[Task statement]
Please identify each line in the listing below that contains the string "uniform", and copy those lines. Matching is case-sensitive.

Dataset rows showing where objects appear
▽

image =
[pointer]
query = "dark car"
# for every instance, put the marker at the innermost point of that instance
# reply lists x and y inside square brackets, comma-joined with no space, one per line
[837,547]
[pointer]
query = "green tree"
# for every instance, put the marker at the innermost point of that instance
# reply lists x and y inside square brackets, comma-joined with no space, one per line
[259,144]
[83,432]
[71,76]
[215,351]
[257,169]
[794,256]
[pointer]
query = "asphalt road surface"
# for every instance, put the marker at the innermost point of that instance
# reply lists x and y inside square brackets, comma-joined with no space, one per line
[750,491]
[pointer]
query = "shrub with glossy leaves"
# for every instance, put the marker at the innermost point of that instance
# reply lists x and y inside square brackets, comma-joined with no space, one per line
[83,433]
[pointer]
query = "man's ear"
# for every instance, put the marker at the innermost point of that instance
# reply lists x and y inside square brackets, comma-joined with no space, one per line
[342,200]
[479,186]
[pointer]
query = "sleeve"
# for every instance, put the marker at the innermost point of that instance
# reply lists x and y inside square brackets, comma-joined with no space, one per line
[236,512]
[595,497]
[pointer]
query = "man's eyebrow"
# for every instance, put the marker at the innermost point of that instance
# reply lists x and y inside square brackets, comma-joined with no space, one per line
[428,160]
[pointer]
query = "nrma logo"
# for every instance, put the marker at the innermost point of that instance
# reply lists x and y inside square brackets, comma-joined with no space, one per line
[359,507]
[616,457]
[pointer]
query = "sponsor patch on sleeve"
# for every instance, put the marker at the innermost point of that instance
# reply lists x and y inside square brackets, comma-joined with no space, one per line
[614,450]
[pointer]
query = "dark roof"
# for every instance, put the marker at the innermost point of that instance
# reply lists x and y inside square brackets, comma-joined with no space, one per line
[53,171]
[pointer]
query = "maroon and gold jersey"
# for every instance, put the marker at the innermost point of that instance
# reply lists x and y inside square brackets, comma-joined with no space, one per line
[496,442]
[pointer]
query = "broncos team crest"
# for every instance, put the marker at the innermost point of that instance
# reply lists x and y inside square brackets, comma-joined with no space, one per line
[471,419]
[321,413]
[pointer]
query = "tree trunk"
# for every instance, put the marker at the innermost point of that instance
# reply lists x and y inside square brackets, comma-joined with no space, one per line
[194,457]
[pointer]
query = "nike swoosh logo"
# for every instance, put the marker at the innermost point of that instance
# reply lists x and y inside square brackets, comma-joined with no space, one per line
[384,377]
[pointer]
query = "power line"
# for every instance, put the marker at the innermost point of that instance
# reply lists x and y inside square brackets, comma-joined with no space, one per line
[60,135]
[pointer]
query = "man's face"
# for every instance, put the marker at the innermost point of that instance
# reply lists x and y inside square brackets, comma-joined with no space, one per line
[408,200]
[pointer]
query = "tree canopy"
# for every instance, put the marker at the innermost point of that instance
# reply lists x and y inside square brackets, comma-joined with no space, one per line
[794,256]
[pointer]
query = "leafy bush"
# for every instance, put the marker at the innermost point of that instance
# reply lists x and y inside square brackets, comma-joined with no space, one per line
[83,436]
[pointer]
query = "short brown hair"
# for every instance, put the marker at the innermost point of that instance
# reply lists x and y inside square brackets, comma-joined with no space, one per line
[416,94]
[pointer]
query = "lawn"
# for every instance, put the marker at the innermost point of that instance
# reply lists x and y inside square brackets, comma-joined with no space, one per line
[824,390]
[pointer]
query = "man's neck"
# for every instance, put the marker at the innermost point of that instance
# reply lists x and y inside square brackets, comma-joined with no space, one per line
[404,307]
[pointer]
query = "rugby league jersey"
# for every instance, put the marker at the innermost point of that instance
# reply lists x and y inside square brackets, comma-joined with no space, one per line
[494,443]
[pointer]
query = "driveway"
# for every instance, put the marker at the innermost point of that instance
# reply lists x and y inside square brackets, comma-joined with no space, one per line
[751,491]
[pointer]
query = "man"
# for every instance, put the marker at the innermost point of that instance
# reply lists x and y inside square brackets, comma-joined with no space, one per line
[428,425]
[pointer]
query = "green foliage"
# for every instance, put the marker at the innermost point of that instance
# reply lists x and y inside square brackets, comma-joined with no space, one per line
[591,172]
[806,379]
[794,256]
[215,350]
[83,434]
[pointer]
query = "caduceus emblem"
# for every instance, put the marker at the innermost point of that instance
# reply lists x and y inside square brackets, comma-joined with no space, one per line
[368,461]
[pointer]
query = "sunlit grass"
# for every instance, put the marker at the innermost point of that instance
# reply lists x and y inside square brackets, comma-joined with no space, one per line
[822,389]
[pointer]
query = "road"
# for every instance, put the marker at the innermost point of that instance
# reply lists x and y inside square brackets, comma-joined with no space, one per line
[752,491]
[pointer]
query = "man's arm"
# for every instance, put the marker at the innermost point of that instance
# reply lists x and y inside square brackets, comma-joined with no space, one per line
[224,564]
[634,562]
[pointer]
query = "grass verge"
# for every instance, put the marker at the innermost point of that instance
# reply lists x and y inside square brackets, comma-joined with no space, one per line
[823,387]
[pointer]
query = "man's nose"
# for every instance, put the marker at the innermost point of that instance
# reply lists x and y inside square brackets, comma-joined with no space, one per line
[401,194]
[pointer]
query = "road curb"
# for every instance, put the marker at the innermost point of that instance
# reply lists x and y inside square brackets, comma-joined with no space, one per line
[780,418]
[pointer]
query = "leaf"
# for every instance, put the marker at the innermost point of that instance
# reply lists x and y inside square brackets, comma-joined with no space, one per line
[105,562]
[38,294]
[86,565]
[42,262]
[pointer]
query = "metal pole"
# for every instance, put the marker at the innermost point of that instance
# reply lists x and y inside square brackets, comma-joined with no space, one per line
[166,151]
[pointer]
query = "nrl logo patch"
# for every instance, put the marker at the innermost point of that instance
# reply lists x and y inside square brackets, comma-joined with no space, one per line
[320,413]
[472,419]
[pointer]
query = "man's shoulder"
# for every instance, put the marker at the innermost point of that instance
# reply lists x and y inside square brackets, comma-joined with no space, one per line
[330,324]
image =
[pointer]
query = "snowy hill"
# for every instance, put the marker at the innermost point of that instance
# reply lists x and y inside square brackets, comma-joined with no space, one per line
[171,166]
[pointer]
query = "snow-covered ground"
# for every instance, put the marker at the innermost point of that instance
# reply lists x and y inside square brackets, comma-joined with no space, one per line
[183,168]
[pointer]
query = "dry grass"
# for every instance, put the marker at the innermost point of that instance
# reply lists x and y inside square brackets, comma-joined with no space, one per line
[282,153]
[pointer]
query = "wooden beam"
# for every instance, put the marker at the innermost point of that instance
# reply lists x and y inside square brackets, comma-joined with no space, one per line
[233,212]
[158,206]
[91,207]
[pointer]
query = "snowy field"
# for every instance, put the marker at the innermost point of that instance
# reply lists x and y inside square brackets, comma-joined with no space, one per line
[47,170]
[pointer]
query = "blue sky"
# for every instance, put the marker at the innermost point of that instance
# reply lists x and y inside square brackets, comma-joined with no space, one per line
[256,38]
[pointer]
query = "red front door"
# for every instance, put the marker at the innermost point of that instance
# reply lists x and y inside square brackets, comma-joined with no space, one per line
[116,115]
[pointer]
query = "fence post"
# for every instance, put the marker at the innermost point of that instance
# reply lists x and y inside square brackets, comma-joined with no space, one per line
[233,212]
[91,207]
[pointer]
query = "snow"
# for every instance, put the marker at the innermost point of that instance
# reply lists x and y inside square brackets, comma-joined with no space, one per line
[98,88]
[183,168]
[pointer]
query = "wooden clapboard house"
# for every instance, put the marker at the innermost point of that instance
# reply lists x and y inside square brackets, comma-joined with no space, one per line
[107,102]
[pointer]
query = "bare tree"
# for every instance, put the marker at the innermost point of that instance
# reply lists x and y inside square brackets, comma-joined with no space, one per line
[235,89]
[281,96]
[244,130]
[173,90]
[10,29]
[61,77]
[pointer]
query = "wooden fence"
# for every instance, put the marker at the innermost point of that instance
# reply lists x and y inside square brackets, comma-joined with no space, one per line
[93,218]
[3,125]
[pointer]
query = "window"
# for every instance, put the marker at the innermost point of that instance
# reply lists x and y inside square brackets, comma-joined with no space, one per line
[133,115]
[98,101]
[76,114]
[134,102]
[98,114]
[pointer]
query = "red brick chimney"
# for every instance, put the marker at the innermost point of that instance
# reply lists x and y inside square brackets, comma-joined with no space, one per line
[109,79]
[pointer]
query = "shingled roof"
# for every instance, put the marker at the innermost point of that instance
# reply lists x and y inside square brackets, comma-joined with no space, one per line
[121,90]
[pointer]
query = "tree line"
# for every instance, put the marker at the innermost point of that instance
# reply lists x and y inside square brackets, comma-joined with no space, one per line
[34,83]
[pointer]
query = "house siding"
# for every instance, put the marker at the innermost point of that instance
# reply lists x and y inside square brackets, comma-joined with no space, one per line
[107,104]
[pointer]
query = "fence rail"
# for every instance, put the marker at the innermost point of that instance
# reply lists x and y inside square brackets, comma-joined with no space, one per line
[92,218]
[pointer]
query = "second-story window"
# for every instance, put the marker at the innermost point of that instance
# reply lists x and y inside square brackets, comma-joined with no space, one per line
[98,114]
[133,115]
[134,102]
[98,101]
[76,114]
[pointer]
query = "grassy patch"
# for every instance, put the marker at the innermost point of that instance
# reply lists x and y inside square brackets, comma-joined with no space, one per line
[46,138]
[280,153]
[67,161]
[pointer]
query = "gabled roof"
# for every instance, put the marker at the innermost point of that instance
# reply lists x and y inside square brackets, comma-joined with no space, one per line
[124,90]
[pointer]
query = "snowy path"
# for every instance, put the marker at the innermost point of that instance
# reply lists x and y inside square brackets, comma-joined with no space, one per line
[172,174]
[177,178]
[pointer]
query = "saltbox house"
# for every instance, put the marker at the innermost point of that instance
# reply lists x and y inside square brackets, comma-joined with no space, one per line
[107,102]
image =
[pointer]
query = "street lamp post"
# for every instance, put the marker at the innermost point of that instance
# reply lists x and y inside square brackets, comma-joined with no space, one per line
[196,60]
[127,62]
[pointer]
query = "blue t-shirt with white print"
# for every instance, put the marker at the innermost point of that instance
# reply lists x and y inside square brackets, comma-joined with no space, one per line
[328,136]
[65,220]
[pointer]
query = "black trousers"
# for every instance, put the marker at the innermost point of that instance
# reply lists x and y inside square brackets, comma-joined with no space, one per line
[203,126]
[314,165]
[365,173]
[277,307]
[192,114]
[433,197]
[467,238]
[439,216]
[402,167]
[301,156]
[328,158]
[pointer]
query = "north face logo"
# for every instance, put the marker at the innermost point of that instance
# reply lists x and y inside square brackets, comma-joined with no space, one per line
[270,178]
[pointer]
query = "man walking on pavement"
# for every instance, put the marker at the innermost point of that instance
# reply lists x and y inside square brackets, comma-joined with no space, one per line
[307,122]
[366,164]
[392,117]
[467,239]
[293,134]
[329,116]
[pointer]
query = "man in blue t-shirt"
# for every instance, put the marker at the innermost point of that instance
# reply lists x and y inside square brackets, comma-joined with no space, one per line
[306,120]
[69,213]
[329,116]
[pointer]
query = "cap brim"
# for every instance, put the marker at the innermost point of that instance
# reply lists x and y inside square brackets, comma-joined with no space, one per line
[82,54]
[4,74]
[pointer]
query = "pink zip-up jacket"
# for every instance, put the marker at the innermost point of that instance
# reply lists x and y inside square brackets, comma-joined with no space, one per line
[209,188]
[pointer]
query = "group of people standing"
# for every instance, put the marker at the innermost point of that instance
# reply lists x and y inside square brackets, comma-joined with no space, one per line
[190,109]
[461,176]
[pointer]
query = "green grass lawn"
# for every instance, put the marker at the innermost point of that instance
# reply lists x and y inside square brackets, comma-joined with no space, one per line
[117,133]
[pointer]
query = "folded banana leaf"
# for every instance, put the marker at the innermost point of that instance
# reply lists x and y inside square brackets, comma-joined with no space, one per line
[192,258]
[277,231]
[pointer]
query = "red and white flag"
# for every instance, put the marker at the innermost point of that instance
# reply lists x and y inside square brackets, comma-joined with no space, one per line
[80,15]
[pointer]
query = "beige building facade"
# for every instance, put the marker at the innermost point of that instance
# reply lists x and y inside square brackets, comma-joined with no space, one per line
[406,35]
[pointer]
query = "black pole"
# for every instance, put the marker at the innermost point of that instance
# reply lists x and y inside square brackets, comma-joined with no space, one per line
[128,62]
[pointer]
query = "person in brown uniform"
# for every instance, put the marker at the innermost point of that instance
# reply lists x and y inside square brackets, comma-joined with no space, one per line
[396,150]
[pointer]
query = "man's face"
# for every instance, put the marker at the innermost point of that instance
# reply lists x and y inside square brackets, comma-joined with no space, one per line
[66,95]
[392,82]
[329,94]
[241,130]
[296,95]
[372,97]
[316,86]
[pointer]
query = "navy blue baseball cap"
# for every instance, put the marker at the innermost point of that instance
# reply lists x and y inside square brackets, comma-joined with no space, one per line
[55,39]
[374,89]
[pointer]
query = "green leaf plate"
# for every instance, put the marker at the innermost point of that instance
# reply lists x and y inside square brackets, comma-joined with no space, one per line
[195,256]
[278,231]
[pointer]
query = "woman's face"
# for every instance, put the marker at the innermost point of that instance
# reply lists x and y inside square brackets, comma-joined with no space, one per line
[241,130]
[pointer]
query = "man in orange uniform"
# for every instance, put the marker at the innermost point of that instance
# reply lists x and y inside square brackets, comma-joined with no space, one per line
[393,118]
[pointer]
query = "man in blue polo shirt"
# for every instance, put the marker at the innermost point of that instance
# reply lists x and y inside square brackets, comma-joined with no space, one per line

△

[Correct output]
query = "person in brown uniform"
query = "man in orange uniform"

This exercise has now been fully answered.